**Instructions to follow**
Show each line in the items below that contains the string "wool". Case must match.

►

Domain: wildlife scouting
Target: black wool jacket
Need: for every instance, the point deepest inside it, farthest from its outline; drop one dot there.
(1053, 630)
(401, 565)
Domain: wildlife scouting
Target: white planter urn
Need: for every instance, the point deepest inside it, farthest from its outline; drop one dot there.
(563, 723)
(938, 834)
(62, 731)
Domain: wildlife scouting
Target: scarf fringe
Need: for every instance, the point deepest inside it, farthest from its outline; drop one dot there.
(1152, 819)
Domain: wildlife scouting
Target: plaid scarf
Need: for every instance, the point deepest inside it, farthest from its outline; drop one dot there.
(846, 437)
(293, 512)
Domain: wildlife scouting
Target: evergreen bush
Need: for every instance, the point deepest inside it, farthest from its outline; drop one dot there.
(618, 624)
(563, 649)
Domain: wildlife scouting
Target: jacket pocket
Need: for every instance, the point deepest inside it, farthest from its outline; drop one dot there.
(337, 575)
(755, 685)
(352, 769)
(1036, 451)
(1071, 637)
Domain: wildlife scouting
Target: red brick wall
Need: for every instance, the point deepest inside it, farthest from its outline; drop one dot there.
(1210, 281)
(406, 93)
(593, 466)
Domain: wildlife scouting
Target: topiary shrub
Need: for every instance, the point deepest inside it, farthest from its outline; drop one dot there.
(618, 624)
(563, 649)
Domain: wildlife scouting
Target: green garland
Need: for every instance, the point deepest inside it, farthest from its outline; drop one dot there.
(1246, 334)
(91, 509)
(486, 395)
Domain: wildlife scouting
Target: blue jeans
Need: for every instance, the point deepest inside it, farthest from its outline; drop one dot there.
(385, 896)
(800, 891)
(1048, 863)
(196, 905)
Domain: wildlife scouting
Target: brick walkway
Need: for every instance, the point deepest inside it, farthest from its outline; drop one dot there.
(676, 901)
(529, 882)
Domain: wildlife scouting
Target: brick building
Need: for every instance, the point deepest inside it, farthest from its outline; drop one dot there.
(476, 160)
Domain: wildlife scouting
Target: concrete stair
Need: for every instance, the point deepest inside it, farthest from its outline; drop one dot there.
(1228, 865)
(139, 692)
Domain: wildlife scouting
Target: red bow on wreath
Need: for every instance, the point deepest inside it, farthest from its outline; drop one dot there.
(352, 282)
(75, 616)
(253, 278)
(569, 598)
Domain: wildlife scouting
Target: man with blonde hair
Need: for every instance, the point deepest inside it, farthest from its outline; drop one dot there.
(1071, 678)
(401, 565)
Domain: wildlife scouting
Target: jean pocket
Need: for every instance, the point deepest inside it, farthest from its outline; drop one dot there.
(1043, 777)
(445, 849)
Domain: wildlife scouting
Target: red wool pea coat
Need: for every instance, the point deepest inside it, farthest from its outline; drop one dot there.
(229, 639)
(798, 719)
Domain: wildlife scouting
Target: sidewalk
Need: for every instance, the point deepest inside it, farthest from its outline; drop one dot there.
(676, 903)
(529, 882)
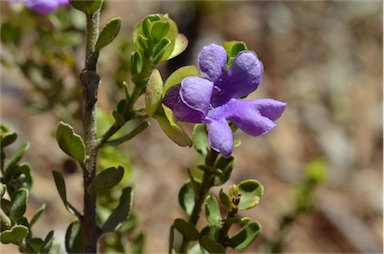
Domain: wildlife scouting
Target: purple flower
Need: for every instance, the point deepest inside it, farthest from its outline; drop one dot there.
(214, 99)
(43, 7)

◄
►

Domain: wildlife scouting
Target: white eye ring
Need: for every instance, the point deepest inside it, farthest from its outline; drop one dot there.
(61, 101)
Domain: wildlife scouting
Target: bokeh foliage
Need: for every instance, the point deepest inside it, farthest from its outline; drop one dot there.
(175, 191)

◄
►

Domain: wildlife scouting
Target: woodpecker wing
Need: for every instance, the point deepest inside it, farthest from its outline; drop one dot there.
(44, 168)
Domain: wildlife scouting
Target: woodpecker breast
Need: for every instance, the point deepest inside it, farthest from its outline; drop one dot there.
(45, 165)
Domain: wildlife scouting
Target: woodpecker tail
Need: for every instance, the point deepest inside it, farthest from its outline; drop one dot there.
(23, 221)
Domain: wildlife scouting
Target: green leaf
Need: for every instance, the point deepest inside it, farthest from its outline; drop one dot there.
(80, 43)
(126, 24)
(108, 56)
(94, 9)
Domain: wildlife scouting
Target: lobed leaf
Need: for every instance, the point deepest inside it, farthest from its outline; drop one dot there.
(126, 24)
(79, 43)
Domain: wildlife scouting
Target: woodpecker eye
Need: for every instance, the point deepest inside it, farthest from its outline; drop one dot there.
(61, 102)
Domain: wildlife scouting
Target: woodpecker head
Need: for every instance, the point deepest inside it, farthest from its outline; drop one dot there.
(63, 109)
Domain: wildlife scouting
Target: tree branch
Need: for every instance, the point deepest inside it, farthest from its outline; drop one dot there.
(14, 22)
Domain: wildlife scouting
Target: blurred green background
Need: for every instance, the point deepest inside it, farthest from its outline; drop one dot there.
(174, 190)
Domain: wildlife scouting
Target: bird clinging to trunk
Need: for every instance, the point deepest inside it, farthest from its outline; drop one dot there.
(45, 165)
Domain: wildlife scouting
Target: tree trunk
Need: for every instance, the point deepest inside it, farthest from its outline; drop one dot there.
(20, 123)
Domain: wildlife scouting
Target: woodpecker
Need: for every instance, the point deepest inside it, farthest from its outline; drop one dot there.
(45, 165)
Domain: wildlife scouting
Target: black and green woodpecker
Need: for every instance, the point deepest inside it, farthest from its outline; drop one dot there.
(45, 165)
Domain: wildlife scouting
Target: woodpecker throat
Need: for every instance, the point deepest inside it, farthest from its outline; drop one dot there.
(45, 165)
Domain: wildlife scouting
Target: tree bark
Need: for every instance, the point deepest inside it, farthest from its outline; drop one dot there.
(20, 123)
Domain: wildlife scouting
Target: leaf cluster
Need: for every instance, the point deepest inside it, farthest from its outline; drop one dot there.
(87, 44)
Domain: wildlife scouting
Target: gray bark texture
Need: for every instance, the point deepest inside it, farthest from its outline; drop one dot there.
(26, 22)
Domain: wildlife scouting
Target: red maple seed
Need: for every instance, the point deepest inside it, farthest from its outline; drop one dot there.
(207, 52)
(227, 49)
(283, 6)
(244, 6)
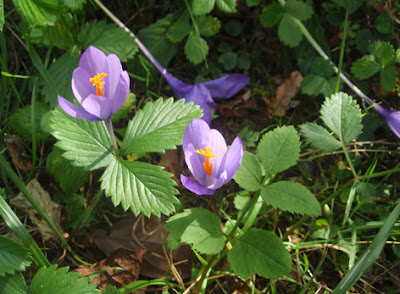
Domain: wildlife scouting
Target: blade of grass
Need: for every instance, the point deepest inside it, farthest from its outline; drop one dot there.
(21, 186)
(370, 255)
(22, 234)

◄

**Exercise result**
Target: black wool jacket
Target: red wool pea coat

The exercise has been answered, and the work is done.